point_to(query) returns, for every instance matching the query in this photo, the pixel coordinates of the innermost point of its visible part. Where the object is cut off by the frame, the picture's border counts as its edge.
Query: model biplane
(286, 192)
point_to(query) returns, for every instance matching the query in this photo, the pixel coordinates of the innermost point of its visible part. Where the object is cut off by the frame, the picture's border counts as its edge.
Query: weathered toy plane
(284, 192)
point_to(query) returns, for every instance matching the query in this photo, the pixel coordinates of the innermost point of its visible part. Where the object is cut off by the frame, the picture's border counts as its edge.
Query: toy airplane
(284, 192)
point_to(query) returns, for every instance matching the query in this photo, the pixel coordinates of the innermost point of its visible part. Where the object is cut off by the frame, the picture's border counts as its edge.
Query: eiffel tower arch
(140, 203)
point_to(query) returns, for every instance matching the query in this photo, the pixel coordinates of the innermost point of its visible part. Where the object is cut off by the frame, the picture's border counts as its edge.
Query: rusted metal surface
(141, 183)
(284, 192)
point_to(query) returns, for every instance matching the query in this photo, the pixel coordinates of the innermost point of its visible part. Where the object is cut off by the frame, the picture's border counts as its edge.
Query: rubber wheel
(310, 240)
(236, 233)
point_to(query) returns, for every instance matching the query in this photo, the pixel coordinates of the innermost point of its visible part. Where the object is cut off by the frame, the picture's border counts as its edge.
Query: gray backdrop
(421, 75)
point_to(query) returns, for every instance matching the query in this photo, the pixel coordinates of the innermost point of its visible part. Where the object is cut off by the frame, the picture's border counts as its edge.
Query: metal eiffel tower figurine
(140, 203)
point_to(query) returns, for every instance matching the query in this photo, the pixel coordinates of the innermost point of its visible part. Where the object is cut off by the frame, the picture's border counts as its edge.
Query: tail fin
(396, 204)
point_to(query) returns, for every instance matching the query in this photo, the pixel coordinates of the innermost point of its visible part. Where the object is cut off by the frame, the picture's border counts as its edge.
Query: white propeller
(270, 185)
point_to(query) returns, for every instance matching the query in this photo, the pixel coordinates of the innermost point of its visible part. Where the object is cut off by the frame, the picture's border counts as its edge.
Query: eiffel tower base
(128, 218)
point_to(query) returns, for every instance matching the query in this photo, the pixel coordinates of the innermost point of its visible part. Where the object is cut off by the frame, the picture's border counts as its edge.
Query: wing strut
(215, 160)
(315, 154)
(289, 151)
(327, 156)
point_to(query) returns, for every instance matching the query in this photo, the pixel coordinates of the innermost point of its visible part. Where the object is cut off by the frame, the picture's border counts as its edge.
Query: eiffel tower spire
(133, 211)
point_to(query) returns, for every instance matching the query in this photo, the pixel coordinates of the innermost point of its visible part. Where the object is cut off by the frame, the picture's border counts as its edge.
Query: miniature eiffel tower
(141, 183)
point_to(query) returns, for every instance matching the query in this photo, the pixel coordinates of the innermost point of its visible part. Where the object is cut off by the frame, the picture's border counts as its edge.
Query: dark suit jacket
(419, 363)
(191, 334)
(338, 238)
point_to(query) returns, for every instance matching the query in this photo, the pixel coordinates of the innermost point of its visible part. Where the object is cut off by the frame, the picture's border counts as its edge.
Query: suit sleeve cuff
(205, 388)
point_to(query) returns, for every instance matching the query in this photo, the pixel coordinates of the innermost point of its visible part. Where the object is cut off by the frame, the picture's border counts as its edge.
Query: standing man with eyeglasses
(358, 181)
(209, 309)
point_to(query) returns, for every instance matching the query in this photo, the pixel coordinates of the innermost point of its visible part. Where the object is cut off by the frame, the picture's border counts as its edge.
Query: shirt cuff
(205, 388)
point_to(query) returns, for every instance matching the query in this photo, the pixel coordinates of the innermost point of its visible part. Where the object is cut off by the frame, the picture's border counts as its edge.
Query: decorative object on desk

§ **Brief**: With nothing added or dropped, write out the listing again.

§ **Reply**:
point_to(query) returns, for every instance matching the query in this photo, the pixel coordinates of the innermost point of its visible part. Where the object is cut off by the frame, the picture's border counts as its edge.
Query: model biplane
(286, 192)
point_to(query) returns, for every instance matching the query in this photo, the pixel coordinates of the innermost point of its visible part. Where the object is cut off by the frame, the picture's border counts as its edge.
Query: weathered toy plane
(284, 192)
point_to(query) returns, for every instance matching the query in this photo, the pixel coordinates of the innermost point of its visible part. Where the object is cut off by the frame, the picture's border counts as its edge.
Query: toy airplane
(284, 192)
point_to(query) returns, for every instance matching the query in this photo, the pixel coordinates of the innermost point of its visible part. Where the object is cut off by the frame, the picture's border counts as its edge.
Query: eiffel tower arch
(140, 203)
point_to(query) returns, for every instance matching the query in this photo, the pixel coordinates of the innermost point of its visible part. Where the object is cut off by the frame, the picture's border counts as its edge.
Query: rusted metal surface
(141, 183)
(284, 192)
point_to(query) returns, for every instance matching the query in this photo, the pixel coordinates of the innermost point of its visible part. Where the object is cut off by the frame, the picture's border counts as its edge.
Query: rubber wheel
(310, 240)
(236, 233)
point_to(query) returns, for every instance matching the query in this photo, the pixel coordinates of the innermost point of its visible part. Where the object is cut off by the frame, the picture's border counts as its edge.
Query: gray backdrop
(421, 75)
point_to(query) returns, for every instance matching the query in this photo, the pixel coordinates of the innermost point of its visible part. Where the object is cut off by the frame, the picture's border counts as its edge.
Query: metal eiffel tower figurine
(140, 203)
point_to(query) returns, for every instance matching the query in this photo, the pixel coordinates of the innermost point of its visible part. Where the object is cut off by the frame, the picture's border counts as its edge.
Query: tail fin
(396, 204)
point_to(query) returns, for every instance matching the query in this photo, the pixel coordinates of the innermost point of its visible part. Where the object is cut off by the frame, the picture's border counts as its edge.
Query: white propeller
(270, 185)
point_to(query) returns, for every instance matching the query in this photo, the pixel coordinates of the innermost point of its visible part. Where the object is cut off by the frame, the picture's border counts as its edge.
Query: eiffel tower base
(128, 218)
point_to(query) returns, for every instance matching the query in this photo, the pixel coordinates of the innermost point of its visible part. Where the object is cut off by the frame, the picture's border counts as its edge.
Query: wing strut
(215, 160)
(315, 154)
(289, 151)
(327, 156)
point_to(query) returns, for every instance matching the query in this photo, the pixel coordinates of the innermost point of its visible part. Where the object is cut off by the frame, the picture's border counts as its edge.
Query: eiffel tower spire
(133, 211)
point_to(query) returns, for every instance matching the query in this photo, the pixel coordinates of the innermost point of its visible part. Where the object is cut off by the frame, the picture's border counts as its edge.
Query: miniature eiffel tower
(141, 183)
point_to(query) returns, for every instance matching the query in this photo, the pixel coordinates of the innermost point of its visible part. Where the object is cut off by the frame, the picture's border counts as its edge.
Query: dark suit jacket
(419, 363)
(191, 334)
(338, 238)
point_to(query) returns, for every instance matching the query in this photo, the pixel coordinates of the innermost point of its visible part. Where the object is cut off by the frame, the picture's border counts as its edge.
Query: suit sleeve cuff
(205, 388)
point_to(query) returns, for every instance matching the query in this photo, the pixel coordinates of the innermost point of its visible part. Where the object is cut off by the frame, the picture's border counts as its edge.
Query: standing man with eyeglasses
(358, 181)
(209, 309)
point_to(query) returns, for every instance matching the query in this photo, the pixel coordinates of the innermost point of its visible part. Where the object is cut off by the frame, the picture's border counts as its edge.
Query: shirt cuff
(205, 388)
point_to(query) returns, for every instance matching the query in this photo, the pixel coordinates of the innermost point of its visible part. Where the object is cut off by the frame, the picture's border counts as its edge.
Query: decorative object on desk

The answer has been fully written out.